Goal 1 ▸ In the disabled-overloads question, how does the asker get the code to compile despite the error?
Goal 2 ▸ Continue the disabled-overloads question from where it stops.

Provided passage ▸
■ ■ ■ ■ ■

Why are disabled overloads required to be unique?

Question

The following class has four overloads of function f. When T!=int, all overloads have unique parameter lists, but when T=int, all overloads have the same parameter lists. To make it compile even when int and T are identical, I tried to disable three of the functions using a concept. Despite that, the compiler generates an error because the three disabled overloads have identical signatures (https://godbolt.org/z/8aeWdrTs6):

#include <concepts>
template <class T>
struct S {
    void f(T, T) { /*...*/ }
    void f(T, int) requires (!std::same_as<int, T>) { /*...*/ }
    void f(int, T) requires (!std::same_as<int, T>) { /*...*/ }
    void f(int, int) requires (!std::same_as<int, T>) { /*...*/ }
};

int main() {
    S<int> s;
}

clang says error: multiple overloads of 'f' instantiate to the same signature 'void (int, int)', and gcc says something similar.

I can work around this by introducing artificial syntactic differences in the constraints, e.g. (https://godbolt.org/z/TajvPYPo4):

    void f(int, T) requires (!std::same_as<int, T> && true) { /*...*/ }
    void f(int, int) requires (!std::same_as<int, T> && true && true) { /*...*/ }

1. Why is the language specified so that disabled overloads must have unique signatures? I understand that all viable overloads must be unique because the compiler must know which one to invoke. But non-viable overloads are not invoked, so requiring uniqueness seems unnecessary in this case.

■ ■ ■ ■ ■

Collected data
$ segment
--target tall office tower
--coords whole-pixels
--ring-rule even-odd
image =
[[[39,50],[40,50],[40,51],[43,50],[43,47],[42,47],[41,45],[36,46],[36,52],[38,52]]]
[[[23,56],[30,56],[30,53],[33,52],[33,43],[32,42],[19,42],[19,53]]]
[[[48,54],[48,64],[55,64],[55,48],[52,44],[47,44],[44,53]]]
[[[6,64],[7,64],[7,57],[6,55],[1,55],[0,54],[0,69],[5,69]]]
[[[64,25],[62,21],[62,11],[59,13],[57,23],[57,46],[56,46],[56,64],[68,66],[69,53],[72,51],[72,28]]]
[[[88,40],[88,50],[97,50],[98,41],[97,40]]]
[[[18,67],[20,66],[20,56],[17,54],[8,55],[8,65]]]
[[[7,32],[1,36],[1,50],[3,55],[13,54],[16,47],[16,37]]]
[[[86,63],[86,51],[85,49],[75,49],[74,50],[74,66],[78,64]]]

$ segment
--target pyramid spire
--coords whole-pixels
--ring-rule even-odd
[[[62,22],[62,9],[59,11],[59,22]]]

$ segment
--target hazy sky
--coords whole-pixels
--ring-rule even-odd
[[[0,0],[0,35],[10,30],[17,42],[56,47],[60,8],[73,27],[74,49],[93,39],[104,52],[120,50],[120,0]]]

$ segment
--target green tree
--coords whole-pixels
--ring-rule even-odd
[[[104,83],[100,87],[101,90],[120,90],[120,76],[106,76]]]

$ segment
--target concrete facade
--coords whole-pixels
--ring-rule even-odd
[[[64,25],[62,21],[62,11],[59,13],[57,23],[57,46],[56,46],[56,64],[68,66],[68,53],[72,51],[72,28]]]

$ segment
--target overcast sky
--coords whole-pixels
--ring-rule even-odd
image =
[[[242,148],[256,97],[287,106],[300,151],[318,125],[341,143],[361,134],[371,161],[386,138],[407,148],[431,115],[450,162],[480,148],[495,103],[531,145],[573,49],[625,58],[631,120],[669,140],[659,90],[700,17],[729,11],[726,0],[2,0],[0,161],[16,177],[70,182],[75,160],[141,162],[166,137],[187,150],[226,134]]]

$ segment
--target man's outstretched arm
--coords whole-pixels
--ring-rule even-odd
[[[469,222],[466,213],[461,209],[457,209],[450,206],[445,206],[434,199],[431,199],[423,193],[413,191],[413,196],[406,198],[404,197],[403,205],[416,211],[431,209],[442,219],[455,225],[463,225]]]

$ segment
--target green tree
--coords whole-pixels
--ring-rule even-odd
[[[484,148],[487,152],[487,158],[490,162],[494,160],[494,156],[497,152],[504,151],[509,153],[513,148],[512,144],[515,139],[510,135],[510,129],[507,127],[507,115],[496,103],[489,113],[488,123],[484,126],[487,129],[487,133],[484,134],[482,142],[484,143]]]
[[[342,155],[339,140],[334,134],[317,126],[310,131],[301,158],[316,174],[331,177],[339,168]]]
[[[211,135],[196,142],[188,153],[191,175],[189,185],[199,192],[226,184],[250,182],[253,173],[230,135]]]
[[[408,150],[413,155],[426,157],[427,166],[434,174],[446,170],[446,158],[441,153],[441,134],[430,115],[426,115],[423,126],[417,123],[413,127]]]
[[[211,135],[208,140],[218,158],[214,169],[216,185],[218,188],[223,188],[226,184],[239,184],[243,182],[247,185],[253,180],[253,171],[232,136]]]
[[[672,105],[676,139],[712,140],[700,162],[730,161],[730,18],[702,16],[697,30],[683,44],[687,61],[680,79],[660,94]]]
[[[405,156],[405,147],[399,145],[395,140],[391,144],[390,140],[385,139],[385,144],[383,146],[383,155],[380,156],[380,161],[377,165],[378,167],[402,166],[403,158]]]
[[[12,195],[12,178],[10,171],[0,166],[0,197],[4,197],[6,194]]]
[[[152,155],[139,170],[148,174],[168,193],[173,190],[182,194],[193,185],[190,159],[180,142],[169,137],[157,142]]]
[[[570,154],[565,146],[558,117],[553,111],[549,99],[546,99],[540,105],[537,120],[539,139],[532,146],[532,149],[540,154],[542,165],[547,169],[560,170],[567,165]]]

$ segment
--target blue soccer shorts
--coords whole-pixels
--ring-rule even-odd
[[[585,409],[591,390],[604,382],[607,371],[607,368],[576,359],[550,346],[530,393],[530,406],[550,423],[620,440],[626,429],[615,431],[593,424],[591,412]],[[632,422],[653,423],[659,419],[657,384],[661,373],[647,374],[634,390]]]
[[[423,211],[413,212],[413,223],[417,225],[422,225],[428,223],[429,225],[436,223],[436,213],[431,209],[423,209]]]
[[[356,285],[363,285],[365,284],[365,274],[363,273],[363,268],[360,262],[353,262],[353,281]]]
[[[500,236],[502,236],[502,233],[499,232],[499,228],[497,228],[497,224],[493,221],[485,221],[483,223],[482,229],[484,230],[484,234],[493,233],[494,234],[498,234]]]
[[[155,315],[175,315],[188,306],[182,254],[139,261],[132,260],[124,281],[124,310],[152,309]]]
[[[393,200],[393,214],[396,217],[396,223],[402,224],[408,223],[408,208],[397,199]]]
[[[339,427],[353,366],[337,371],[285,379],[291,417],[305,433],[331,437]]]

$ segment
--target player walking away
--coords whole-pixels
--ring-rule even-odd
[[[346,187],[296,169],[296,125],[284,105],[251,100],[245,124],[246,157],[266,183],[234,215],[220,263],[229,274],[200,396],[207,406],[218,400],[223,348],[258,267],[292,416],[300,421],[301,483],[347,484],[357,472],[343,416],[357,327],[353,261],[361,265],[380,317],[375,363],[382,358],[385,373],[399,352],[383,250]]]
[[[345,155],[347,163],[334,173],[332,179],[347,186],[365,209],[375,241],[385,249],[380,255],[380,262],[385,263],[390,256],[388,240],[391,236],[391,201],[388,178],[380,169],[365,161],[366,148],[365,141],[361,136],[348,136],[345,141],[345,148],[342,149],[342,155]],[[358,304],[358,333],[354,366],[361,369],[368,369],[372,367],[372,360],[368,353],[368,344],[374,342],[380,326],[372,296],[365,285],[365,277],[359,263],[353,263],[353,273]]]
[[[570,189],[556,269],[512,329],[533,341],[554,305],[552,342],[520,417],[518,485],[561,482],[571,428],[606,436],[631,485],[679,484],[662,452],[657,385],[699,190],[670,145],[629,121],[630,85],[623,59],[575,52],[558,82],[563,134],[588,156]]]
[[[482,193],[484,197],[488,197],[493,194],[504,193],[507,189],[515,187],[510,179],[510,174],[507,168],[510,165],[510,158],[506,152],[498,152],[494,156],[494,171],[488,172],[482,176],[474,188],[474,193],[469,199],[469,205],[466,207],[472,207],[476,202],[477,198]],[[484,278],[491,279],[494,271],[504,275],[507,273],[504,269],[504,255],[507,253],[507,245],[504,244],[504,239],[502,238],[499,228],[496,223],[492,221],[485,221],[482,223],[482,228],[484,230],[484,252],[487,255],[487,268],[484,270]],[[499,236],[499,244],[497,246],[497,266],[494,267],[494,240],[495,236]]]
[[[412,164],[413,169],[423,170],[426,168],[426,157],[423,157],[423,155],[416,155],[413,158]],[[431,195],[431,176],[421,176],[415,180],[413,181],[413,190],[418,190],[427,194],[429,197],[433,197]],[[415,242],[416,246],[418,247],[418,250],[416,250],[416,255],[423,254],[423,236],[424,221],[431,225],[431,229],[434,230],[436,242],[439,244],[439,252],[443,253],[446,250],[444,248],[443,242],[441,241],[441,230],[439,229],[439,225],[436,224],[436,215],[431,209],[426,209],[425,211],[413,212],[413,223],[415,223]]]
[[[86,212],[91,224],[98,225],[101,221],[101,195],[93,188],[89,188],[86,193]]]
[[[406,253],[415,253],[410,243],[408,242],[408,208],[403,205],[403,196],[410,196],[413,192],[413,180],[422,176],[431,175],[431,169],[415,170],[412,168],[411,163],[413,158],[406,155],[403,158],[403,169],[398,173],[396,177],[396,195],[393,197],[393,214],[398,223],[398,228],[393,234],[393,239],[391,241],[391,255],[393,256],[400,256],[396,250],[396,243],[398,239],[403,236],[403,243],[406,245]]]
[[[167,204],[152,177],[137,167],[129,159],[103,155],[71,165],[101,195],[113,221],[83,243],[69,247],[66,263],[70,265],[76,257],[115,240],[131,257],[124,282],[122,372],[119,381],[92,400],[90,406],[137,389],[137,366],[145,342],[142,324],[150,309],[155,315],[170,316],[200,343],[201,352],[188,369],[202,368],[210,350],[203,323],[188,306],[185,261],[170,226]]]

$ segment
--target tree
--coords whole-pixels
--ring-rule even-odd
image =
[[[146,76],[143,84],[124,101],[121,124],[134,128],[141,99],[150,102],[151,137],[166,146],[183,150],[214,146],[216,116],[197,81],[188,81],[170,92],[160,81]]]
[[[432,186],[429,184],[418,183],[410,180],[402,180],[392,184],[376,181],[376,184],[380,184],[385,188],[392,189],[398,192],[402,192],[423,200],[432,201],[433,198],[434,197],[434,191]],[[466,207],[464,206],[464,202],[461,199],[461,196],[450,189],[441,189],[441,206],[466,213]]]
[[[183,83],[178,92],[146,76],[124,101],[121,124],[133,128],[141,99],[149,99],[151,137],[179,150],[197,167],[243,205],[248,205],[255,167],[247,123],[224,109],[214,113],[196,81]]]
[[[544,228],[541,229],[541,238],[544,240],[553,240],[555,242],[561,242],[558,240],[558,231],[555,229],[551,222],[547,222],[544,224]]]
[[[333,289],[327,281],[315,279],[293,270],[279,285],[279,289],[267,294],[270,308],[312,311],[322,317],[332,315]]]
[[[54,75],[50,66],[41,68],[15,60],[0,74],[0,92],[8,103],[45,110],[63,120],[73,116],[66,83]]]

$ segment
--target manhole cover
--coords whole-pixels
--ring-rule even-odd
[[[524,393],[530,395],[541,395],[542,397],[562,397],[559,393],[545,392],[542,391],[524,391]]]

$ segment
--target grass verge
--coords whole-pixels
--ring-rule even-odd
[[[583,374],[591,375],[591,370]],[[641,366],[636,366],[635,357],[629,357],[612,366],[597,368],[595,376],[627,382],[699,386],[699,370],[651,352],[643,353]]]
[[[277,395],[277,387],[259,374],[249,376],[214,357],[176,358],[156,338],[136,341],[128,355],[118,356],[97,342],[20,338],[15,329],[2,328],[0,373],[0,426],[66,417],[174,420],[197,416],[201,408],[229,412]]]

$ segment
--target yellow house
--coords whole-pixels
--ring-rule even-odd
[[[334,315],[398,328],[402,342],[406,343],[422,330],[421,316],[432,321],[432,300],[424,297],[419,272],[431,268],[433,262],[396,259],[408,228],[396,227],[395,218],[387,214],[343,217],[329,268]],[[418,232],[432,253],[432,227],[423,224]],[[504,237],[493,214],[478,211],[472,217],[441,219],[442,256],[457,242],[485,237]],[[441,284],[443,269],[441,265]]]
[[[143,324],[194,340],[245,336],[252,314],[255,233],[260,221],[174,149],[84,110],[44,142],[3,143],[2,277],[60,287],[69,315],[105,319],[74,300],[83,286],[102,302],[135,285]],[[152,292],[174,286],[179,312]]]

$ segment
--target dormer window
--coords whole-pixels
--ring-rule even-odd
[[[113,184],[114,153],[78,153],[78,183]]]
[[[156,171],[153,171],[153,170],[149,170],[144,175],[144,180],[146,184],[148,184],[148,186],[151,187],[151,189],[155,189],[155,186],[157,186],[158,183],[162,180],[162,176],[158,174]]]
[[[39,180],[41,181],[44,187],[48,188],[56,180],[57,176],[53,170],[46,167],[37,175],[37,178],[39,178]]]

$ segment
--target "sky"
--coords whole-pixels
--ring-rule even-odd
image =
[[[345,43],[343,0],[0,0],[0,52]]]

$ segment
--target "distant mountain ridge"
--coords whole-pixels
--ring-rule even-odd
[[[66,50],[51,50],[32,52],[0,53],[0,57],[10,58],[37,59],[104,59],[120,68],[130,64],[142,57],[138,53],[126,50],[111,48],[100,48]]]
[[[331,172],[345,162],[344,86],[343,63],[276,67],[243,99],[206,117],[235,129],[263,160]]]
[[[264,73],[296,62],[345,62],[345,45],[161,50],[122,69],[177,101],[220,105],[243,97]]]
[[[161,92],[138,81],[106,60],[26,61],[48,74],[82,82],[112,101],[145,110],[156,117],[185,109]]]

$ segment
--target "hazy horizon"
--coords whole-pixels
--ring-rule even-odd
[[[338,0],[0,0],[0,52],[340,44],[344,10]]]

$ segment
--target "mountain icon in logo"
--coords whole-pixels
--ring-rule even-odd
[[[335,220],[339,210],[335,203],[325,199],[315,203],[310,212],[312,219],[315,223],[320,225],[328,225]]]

■ ■ ■ ■ ■

Final answer 1 ▸ The asker introduces artificial syntactic differences in the constraints, such as adding "&& true" to them.

Final answer 2 ▸
2. Is there a better/nicer/more elegant workaround, for example, one that is easier to scale when there are many overloads?

Answer 1

For the "why" ? I don't know if it is required by the standard or if it is even intended.

As a workaround, you can add a template specialization for the int type so that the conflicting overloads do not appear at all.

Moreover, it removes the need of the requires clauses completely:

template <class T>
struct S
{
    void f(T, T) { /*...*/ }
    void f(T, int) { /*...*/ }
    void f(int, T) { /*...*/ }
    void f(int, int) { /*...*/ }
};

template <>
struct S<int>
{
    void f(int, int) { /*...*/ }
};

Live demo

Answer 2

Unelegant and crude, but we could also use SFINAE tricks to disable certain overloads:

#include <concepts>
#include <string>

template <class T>
struct S {
    void f(T, T) { /*...*/ }
    template<typename E = T>
    auto f(E, int) -> std::enable_if_t<std::is_convertible_v<E, T> && !std::is_same_v<int, T>, void> { /*...*/ }
    template<typename E = T>
    auto f(int, E) -> std::enable_if_t<std::is_convertible_v<E, T> && !std::is_same_v<int, T>, void> { /*...*/ }
    template<typename E = T>
    auto f(int, int) -> std::enable_if_t<std::is_convertible_v<E, T> && !std::is_same_v<int, T>, void> { /*...*/ }
};

int main() {
    S<int> s;
    s.f(0, 0);

    S<std::string> sd;
    sd.f("hello", "world");
    sd.f("hello", 0);
    sd.f(0, "world");
    sd.f(0, 0);
}

This works because the overloads using E are templates and are not instantiated until overload.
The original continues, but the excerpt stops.